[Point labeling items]
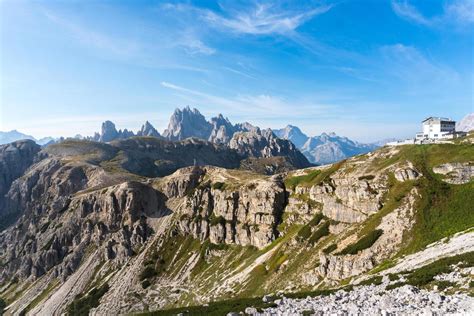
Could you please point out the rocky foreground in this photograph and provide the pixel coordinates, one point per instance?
(374, 300)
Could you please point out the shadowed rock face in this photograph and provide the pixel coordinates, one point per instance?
(15, 158)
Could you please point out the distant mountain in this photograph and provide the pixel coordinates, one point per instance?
(292, 133)
(14, 135)
(466, 124)
(325, 148)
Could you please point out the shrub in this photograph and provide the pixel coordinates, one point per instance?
(330, 249)
(148, 272)
(82, 306)
(219, 186)
(316, 219)
(319, 233)
(377, 280)
(215, 220)
(365, 242)
(426, 274)
(442, 285)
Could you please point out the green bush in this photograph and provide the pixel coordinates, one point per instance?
(148, 272)
(330, 249)
(367, 177)
(82, 306)
(376, 280)
(319, 233)
(426, 274)
(316, 219)
(219, 186)
(304, 233)
(216, 220)
(442, 285)
(365, 242)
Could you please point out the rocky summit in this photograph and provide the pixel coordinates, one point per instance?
(151, 226)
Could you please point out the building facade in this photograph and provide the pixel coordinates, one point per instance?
(437, 128)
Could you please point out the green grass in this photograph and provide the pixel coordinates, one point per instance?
(44, 294)
(307, 179)
(3, 304)
(363, 243)
(319, 233)
(215, 308)
(445, 209)
(376, 280)
(426, 274)
(81, 306)
(330, 248)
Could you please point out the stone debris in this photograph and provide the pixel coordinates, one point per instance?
(375, 300)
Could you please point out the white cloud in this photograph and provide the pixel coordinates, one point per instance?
(263, 19)
(456, 11)
(406, 10)
(262, 106)
(461, 11)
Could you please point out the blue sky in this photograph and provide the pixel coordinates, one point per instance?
(366, 69)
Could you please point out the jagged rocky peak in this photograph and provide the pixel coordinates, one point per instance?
(222, 130)
(148, 130)
(108, 132)
(264, 143)
(292, 133)
(187, 123)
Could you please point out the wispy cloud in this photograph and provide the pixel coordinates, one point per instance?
(262, 19)
(457, 11)
(406, 10)
(253, 106)
(412, 67)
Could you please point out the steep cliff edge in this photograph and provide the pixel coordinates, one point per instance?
(98, 232)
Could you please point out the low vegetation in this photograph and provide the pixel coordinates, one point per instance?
(82, 305)
(363, 243)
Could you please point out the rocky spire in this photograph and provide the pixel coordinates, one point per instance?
(148, 130)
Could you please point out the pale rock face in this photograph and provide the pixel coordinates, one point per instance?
(148, 130)
(349, 200)
(338, 267)
(265, 144)
(247, 215)
(456, 173)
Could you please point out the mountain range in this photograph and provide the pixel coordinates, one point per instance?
(143, 224)
(185, 123)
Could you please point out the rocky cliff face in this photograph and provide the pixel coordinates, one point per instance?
(148, 130)
(87, 220)
(187, 123)
(15, 158)
(265, 144)
(325, 148)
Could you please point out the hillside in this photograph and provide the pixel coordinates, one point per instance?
(98, 233)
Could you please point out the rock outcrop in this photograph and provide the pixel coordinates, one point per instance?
(148, 130)
(456, 173)
(15, 159)
(265, 144)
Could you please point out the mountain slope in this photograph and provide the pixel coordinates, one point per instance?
(326, 148)
(206, 233)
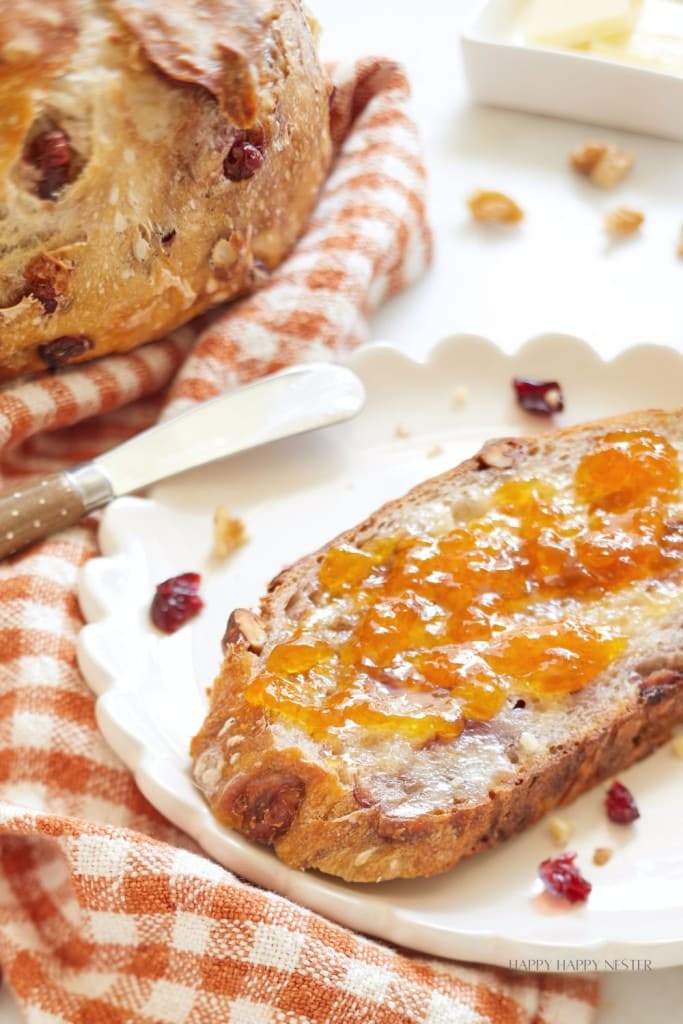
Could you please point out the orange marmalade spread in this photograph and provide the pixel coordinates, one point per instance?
(535, 597)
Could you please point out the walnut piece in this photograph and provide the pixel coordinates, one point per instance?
(228, 532)
(496, 455)
(604, 165)
(624, 221)
(585, 157)
(245, 626)
(494, 208)
(561, 829)
(677, 747)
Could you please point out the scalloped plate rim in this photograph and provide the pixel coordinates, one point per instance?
(326, 895)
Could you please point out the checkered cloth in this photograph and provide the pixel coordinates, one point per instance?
(108, 913)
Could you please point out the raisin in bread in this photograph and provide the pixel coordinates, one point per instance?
(156, 158)
(473, 654)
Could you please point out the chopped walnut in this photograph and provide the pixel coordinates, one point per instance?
(228, 532)
(561, 830)
(604, 165)
(624, 221)
(677, 747)
(494, 208)
(587, 156)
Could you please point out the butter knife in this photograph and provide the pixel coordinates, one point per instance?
(287, 403)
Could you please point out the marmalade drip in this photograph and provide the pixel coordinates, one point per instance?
(423, 633)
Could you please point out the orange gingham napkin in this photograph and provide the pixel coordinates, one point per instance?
(108, 913)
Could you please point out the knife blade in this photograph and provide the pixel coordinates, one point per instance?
(287, 403)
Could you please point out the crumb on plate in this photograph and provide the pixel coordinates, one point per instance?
(624, 221)
(435, 452)
(228, 532)
(604, 165)
(494, 208)
(561, 829)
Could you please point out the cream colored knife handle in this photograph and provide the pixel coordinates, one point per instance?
(33, 510)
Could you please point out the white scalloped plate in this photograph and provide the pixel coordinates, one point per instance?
(294, 496)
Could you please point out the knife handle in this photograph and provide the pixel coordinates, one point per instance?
(34, 510)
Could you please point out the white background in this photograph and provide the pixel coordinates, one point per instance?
(555, 272)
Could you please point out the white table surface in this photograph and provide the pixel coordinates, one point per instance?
(556, 272)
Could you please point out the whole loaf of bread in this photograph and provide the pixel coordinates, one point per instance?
(157, 157)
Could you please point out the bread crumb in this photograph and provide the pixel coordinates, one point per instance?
(586, 156)
(460, 396)
(228, 532)
(561, 830)
(604, 165)
(677, 745)
(624, 221)
(494, 208)
(528, 743)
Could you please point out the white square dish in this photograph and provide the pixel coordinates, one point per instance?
(503, 69)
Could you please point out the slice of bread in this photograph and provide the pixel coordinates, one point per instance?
(549, 660)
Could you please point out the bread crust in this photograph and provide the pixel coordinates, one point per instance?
(330, 821)
(148, 229)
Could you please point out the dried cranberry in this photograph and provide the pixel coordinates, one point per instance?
(539, 396)
(621, 807)
(245, 157)
(44, 292)
(176, 601)
(561, 877)
(50, 152)
(61, 350)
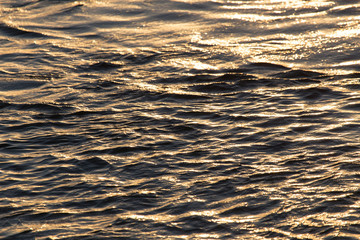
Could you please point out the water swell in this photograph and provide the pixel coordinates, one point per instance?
(227, 120)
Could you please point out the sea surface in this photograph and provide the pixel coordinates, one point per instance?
(179, 119)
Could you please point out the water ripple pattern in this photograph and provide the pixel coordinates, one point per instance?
(179, 119)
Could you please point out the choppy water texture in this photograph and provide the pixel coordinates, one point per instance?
(179, 119)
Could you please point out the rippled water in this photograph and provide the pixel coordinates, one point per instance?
(179, 119)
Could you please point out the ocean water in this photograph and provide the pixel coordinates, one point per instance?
(179, 119)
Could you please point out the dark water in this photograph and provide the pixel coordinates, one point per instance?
(179, 119)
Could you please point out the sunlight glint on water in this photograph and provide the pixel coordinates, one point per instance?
(179, 119)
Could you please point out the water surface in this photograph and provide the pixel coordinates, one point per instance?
(181, 119)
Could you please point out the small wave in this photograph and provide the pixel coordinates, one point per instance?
(19, 32)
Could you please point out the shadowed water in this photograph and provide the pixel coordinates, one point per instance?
(179, 119)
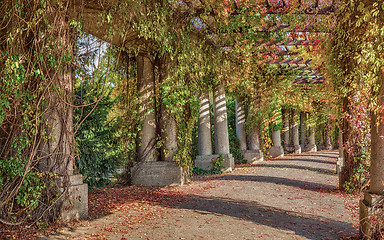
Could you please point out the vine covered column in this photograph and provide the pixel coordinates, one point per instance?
(205, 157)
(221, 127)
(302, 130)
(295, 132)
(254, 154)
(277, 150)
(312, 139)
(240, 125)
(146, 150)
(57, 150)
(148, 169)
(286, 129)
(204, 128)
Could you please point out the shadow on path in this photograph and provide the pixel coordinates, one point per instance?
(307, 225)
(318, 187)
(304, 160)
(319, 170)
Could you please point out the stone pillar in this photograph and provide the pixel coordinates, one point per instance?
(376, 190)
(240, 125)
(340, 160)
(302, 130)
(205, 157)
(295, 132)
(254, 154)
(312, 141)
(169, 135)
(276, 150)
(327, 136)
(146, 150)
(286, 130)
(148, 170)
(221, 127)
(57, 151)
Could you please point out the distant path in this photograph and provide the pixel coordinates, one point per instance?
(294, 197)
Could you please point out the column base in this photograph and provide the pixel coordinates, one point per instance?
(367, 213)
(311, 148)
(205, 162)
(158, 173)
(276, 151)
(253, 156)
(75, 204)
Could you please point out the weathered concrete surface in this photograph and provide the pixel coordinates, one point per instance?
(295, 132)
(205, 162)
(253, 156)
(294, 197)
(220, 120)
(204, 128)
(367, 212)
(276, 150)
(312, 141)
(240, 125)
(286, 128)
(75, 204)
(160, 173)
(146, 141)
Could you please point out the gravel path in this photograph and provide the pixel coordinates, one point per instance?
(294, 197)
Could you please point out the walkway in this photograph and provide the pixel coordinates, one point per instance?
(294, 197)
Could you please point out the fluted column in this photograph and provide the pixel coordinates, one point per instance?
(204, 128)
(286, 136)
(312, 140)
(220, 120)
(240, 125)
(147, 135)
(302, 130)
(295, 132)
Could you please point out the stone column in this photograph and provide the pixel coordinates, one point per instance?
(302, 130)
(375, 194)
(145, 85)
(205, 157)
(327, 136)
(240, 125)
(312, 141)
(295, 132)
(254, 154)
(340, 160)
(286, 129)
(204, 128)
(148, 170)
(377, 155)
(221, 127)
(276, 150)
(57, 151)
(169, 135)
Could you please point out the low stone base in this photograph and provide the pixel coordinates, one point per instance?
(253, 156)
(75, 203)
(205, 162)
(311, 148)
(276, 151)
(159, 173)
(367, 212)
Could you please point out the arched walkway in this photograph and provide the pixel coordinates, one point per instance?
(294, 197)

> **EXERCISE INSTRUCTIONS**: Please copy, unchanged, the lines from the one containing "Could you please point out the arched" through the end of the items.

> **RESPONSE**:
Could you please point out the arched walkway in this photograph and provide the pixel coordinates, one point per instance?
(294, 197)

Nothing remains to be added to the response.